= Action item =
The answer is to be all of the data below, reproduced exactly.
━━━━━ Dataset
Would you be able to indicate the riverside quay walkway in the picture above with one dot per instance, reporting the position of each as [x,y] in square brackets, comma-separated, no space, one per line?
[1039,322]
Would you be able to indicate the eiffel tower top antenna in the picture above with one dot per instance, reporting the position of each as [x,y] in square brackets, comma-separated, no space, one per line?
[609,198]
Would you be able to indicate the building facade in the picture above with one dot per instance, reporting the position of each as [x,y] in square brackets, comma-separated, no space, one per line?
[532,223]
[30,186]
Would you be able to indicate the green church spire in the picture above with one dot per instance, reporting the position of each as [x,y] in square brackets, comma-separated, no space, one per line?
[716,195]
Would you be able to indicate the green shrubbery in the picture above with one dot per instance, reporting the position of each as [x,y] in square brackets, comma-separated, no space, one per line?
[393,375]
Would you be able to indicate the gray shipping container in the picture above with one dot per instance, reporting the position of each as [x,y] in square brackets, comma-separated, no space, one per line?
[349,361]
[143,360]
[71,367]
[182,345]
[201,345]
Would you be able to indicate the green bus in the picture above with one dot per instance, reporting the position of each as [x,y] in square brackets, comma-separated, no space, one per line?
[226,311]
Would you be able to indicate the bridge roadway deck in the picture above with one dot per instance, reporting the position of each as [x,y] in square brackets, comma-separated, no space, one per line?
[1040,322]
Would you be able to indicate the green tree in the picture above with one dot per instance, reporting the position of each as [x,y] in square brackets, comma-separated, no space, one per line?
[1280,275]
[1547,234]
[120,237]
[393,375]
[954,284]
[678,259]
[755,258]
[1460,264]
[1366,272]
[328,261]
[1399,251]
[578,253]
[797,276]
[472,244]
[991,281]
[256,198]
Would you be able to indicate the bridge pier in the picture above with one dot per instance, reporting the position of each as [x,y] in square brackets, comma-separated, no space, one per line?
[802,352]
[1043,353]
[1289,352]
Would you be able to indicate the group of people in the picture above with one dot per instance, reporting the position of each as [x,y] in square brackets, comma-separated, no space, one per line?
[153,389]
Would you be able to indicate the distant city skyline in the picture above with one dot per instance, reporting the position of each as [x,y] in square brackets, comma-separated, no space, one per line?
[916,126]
━━━━━━━━━━
= Result for this exercise =
Would you be able to indicate the riverside quay walkway in the picture above with one dot per instance, reporting the position of each as [x,y] in square brackets, comma-separated, no space, one per line?
[1039,322]
Would you be able to indicate the eiffel tower top antenna in the picture above with one dot per instance, reporting the position of each as [x,y] in square brackets, comma-separated, no space, one per line?
[609,198]
Would you be able to indicate the building facade in the picture above with one dot per instance, reporting the position of each as [x,y] in square brackets, comma-separated, no space, one per line?
[532,223]
[30,186]
Would you be able to indicate the green church spire in the picture above with one dot per instance, reporting the position of each as [x,y] in square brackets, comma-separated, no space, one per line?
[716,195]
Would you be able to indicate the green shrubbery in the picture above with one dot per instance, reporting the position of each as [x,y] in square brackets, comma-separated, no space, one per line?
[393,375]
Would you be able to indicate the gray shipping container in the picture above with one dot per instance, reporting the position of each as [x,y] in square brackets, comma-separated, no space, one per line?
[349,361]
[143,360]
[71,367]
[182,345]
[201,345]
Would you be able to indicate the green bus in the picture above with one dot per instance, reporting the position of each as [x,y] in square brackets, comma-separated, no space, one per line?
[226,311]
Would you be able to indicate the bridge roadway deck in the picture above with one dot per instance, reporting the position of each as [x,y] in square brackets, comma-separated, no space, one per line?
[1040,322]
Would you be able to indicate the green tree in the picture above with one dot per instance, reporting the position of each as [x,y] in square brackets, comma-separated, no space, one per line?
[1280,275]
[1547,234]
[120,237]
[393,375]
[954,284]
[678,259]
[755,258]
[1460,264]
[1366,272]
[328,261]
[1399,251]
[578,253]
[797,276]
[472,244]
[991,281]
[256,198]
Would you be able to indicate the bridge pier in the picture above with one dot per instance, reporting the position of each as [x,y] in square brackets, comma-separated, no space, one per line?
[802,352]
[1043,353]
[1289,352]
Would you be able to indicate the group of people in the picture above with one dot per instance, reporting the position of each as [x,y] in square brackets, comma-separated, no space, one per line?
[153,389]
Would you be able to indicate the distant city skyline in the picture above with one dot per instance, reporting the position of each as [x,y] in square brackets, comma-separated, no space, one per line?
[916,126]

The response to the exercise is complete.